* [EXTRACTED MATERIAL]
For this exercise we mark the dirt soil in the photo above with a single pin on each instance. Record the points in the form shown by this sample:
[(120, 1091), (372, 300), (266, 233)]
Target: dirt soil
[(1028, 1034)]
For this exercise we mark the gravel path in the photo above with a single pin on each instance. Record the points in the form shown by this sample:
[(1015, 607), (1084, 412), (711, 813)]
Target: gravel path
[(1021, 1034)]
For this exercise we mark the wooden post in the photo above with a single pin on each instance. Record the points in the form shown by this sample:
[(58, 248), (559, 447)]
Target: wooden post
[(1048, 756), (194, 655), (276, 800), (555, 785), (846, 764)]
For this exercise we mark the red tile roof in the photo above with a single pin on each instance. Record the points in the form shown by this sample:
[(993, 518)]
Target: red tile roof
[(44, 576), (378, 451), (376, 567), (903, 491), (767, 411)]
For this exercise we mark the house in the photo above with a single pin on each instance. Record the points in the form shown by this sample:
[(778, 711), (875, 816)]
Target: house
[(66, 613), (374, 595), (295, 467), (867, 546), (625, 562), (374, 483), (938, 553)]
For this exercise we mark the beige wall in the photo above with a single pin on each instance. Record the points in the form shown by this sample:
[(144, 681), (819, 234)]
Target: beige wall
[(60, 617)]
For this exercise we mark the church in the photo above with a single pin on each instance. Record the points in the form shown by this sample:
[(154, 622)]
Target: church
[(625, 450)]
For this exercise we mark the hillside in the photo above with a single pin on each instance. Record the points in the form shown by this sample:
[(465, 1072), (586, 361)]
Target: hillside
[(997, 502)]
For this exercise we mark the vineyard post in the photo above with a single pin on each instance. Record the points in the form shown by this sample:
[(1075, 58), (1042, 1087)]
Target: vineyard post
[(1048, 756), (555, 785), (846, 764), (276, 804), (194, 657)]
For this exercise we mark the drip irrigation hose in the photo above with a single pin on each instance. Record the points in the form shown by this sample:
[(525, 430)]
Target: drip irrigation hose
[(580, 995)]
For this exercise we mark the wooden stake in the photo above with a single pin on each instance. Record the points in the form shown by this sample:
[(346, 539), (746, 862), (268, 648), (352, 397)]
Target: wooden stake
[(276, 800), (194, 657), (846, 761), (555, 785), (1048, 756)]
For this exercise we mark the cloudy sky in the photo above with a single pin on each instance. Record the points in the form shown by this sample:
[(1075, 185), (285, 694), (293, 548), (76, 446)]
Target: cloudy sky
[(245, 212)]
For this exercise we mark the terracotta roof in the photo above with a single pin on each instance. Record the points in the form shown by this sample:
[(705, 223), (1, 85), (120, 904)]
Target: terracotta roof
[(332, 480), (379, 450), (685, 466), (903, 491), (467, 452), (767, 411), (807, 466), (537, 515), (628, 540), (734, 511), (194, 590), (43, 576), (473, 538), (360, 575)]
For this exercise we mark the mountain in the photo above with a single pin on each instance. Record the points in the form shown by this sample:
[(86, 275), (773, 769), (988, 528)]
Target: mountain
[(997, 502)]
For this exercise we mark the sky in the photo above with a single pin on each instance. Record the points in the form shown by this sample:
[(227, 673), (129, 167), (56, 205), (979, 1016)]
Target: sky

* [TASK]
Copy every line of all the items above word for word, keeping each character, number, and punctuation mark unchanged.

* [SOLUTION FOR THIS PROBLEM]
For this exercise we mark the dirt soil in the photo above with a single pin on each instance. Record the points in the form shown by this sample:
[(120, 1091), (372, 300), (266, 233)]
Target: dirt soil
[(1028, 1034)]
For this exercise we mark the gravel path in the photo above with a single pin on each instance. Record the points in the form shown by this sample:
[(1015, 607), (1084, 412), (711, 813)]
Target: gravel path
[(1021, 1034)]
For this exercise we mark the wooden post in the photo above with a single pin on each instance. Record the points in the form shown by this sample:
[(58, 248), (559, 447)]
Target: wooden post
[(1048, 756), (194, 655), (276, 800), (555, 785), (846, 764)]
For this exercise we mark the red tile roof in the photo above with a single pin on each instance. Record the points in the form shown by this sample:
[(993, 518)]
Target: red tile roof
[(44, 576), (378, 451), (376, 567), (903, 491), (767, 411)]
For this exercise we mark the house in the photo above with a single pin on each instance. Record the points in the form shown by this sample:
[(778, 711), (875, 816)]
Target: house
[(66, 613), (374, 595), (295, 467), (867, 546), (625, 562), (374, 483), (938, 553)]
For this exercise we mark the beige wall in the photo above with a single pin on each instance. Record the points in the form shown by this sample:
[(144, 681), (819, 234)]
Target: beige wall
[(60, 617)]
For this exercise we mark the church in the photo above with a single pin on each instance. Record the points in the form shown by this sample:
[(154, 622)]
Target: church
[(625, 450)]
For this exercise we mark the hillside in the photo above with a single pin on each instance. Record the points in the form shown by this sample:
[(465, 1072), (586, 361)]
Target: hillside
[(997, 502)]
For this exercise we mark the vineyard post in the photo above with a single pin on each instance. Record the points in the form shown by this sample:
[(1075, 58), (1042, 1087)]
Target: vineyard post
[(1048, 756), (555, 785), (846, 764), (276, 804), (194, 657)]
For this exercise we mark the drip irrigation hose in the photo above with a single pin on each instance. Record the points in the form shown by this sample:
[(525, 430)]
Target: drip irrigation hose
[(580, 995)]
For this exercise we mark the wooden stake in the photo above with a single pin on each instance. Record the points in the form shown by this sample:
[(346, 539), (746, 862), (268, 648), (352, 397)]
Target: wooden stake
[(276, 800), (194, 657), (846, 761), (555, 785), (1048, 756)]
For this exercise we mark the cloudy sky in the photo above with a single pin on each instance. Record the points in the form shown by this sample:
[(1075, 185), (285, 694), (293, 548), (76, 446)]
Target: cloudy sky
[(245, 212)]
For this exercise we mark the terracotta roof in the photo above with a single pin on each instance. Record the points in the form shown by this sample:
[(705, 223), (1, 85), (120, 904)]
Target: terracotta roof
[(332, 480), (379, 450), (685, 466), (903, 491), (467, 452), (767, 411), (807, 466), (537, 515), (628, 540), (734, 511), (194, 590), (43, 576), (473, 538), (360, 575)]
For this exercise we mark the mountain in the photo above with a single pin on each instance. Record the points in the form shown by this sample:
[(86, 275), (773, 769), (988, 528)]
Target: mountain
[(997, 502)]
For this exercise we mark the sky in the photo above with a single pin on each instance. Record the points in the form shown by this sample:
[(227, 673), (129, 167), (56, 205), (979, 1016)]
Target: sky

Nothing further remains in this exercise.